# LECTURA
§

En una noche inspiradora, salió el poeta a pasear por el campo y al encontrarse con un labrador que contemplaba la belleza de esa noche de clara luna, le dijo:

—¡Por lo visto eres amante de la belleza! ¡No sabes cuánto gusto me das! Sin duda ya habrás admirado también los dorados dedos de la aurora cuando tejen su filigrana de luz mientras Febo asoma su luminoso rostro tras el horizonte, o los islotes nacarados y bermejos que sobrenadan sobre el fuego de aquel lago cuando recibe lánguidamente el tierno beso de los rayos fúlgidos del sol poniente, o los blancos jirones de las nubes que persiguen a la luna esquiva en medio de la calma nocturnal, ¿no es cierto?

—Mire… no —le respondió el campesino—. La verdad… la verdad es que soy nuevo aquí… ¡así que no sé nada de eso!

El poeta trató de comunicarse con el indocto agricultor, pero su objetivo fracasó. Las formas literarias que empleó no estaban a la altura de la capacidad de comprensión del humilde campesino, y por eso el diálogo quedó interrumpido en forma brusca e inesperada.

Este incidente jocoso (evidentemente imaginario) se repite con frecuencia en nuestras iglesias. Cuántas veces como predicadores, fracasamos en nuestro esfuerzo de comunicar el mensaje de Dios.

§

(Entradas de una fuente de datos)
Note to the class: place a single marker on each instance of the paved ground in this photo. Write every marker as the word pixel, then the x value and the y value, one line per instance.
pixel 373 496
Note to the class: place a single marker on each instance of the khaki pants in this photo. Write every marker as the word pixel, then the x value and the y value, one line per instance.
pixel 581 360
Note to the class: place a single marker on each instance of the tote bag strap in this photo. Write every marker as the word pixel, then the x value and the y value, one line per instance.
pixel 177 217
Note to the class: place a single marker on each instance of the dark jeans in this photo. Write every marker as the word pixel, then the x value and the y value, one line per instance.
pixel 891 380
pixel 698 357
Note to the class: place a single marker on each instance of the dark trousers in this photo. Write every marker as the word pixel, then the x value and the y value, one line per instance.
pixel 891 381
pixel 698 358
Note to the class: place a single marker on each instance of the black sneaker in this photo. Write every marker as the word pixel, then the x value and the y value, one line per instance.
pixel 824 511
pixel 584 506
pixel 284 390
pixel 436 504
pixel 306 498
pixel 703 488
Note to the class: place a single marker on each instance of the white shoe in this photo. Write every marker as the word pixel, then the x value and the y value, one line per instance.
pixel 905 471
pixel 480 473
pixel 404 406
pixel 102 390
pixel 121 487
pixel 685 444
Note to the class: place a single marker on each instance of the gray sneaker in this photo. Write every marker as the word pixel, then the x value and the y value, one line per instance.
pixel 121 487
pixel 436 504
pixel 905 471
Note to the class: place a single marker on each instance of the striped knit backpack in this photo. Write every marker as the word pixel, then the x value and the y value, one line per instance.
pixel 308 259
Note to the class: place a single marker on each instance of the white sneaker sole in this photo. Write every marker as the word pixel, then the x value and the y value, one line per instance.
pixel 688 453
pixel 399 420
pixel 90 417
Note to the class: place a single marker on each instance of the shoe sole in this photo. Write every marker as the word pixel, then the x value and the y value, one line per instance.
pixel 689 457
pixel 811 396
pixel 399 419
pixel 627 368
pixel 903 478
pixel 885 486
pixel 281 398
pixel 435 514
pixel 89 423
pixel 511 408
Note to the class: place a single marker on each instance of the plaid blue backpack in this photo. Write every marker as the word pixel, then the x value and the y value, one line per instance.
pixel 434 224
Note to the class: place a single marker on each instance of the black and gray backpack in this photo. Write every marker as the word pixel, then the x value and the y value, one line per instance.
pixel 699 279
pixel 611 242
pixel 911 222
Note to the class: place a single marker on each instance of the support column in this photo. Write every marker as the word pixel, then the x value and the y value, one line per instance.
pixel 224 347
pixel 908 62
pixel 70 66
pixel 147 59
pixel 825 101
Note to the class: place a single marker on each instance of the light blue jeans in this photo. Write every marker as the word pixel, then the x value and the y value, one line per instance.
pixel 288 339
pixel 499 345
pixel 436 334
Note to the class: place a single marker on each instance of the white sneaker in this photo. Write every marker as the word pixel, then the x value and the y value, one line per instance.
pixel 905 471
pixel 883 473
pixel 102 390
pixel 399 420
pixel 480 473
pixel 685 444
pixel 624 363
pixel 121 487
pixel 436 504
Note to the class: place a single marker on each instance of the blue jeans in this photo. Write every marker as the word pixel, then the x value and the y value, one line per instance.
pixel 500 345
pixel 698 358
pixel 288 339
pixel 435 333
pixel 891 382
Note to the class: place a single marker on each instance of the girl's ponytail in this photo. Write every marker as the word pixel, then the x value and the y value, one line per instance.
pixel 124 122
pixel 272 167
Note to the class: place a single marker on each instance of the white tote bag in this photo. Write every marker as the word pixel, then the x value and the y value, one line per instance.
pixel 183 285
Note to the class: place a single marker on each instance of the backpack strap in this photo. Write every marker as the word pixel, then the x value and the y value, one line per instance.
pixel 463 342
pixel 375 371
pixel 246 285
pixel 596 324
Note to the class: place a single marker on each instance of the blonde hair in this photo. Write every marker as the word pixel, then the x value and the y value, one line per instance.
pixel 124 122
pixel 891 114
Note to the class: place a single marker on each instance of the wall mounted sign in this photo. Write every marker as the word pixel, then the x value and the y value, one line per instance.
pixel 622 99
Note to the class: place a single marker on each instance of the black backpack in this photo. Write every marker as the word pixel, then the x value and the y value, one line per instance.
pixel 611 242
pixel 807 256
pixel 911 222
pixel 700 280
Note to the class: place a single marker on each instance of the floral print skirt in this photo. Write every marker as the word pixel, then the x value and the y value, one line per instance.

§

# ACTIVIDADES
A: Transcribe el fragmento del texto sobre el poeta y el labrador que va desde "En una noche" hasta "nada de eso!".
B: En el texto sobre el poeta y el labrador, ¿qué explicación da el campesino para no saber nada de lo que le describe el poeta?
C: Continúa el texto sobre el poeta y el labrador a partir de su última oración.
Las entradas son un material aparte, independiente del texto sobre el poeta y el labrador.

# SOLUCIONES
A:
En una noche inspiradora, salió el poeta a pasear por el campo y al encontrarse con un labrador que contemplaba la belleza de esa noche de clara luna, le dijo:

—¡Por lo visto eres amante de la belleza! ¡No sabes cuánto gusto me das! Sin duda ya habrás admirado también los dorados dedos de la aurora cuando tejen su filigrana de luz mientras Febo asoma su luminoso rostro tras el horizonte, o los islotes nacarados y bermejos que sobrenadan sobre el fuego de aquel lago cuando recibe lánguidamente el tierno beso de los rayos fúlgidos del sol poniente, o los blancos jirones de las nubes que persiguen a la luna esquiva en medio de la calma nocturnal, ¿no es cierto?

—Mire… no —le respondió el campesino—. La verdad… la verdad es que soy nuevo aquí… ¡así que no sé nada de eso!

B: Dice que es nuevo allí.

C:
En una pequeña iglesia rural predicaba cierta vez un joven aspirante al ministerio. En su elocuente disertación empleó neologismos y vocablos técnicos, analizó la semántica de algunas expresiones, en un esfuerzo censurable para lucir sus conocimientos de psicología. Uno de los oyentes, desilusionado con esa inoportuna exposición del predicador, dirigiéndose al anciano, le dijo:

—¡Este pasto es demasiado alto! ¡Las ovejas no lo pueden alcanzar!

¿Qué opinión tendríamos de un médico que al dirigirse a sus pacientes les hablase de patología psicosomática, síntomas escorbúticos o hiperplasia linfoide?

¿Qué impresión tendríamos como laicos si escuchásemos al pastor divagar durante media hora sobre las pruebas ontológicas de la existencia de Dios? ¿Qué bendiciones recibirían los pecadores de una exposición erudita de enseñanzas escatológicas de los profetas post-exílicos, de un análisis técnico de los aspectos legalistas de la justificación?

¡Ese pasto es demasiado alto! ¡Las ovejas no pueden alcanzarlo!

El púlpito, ya escribimos en otro editorial, no es el lugar apropiado para la exhibición pedante y sofisticada de una oratoria ornamental. Algunos predicadores, especialmente los jóvenes, con frecuencia ceden a la tentación de predicar valiéndose de términos rebuscados y expresiones altisonantes.

Nos resulta relevante el ejemplo de Pablo, el más erudito de los predicadores de la iglesia neotestamentaria:

“Así que, hermanos, cuando fui a vosotros, no fui con altivez de palabra, o de sabiduría, a anunciaros el testimonio de Cristo. Y ni mi palabra ni mi predicación fue con palabras persuasivas de humana sabiduría, mas con demostración del Espíritu y de poder” (1 Cor. 2:1, 4).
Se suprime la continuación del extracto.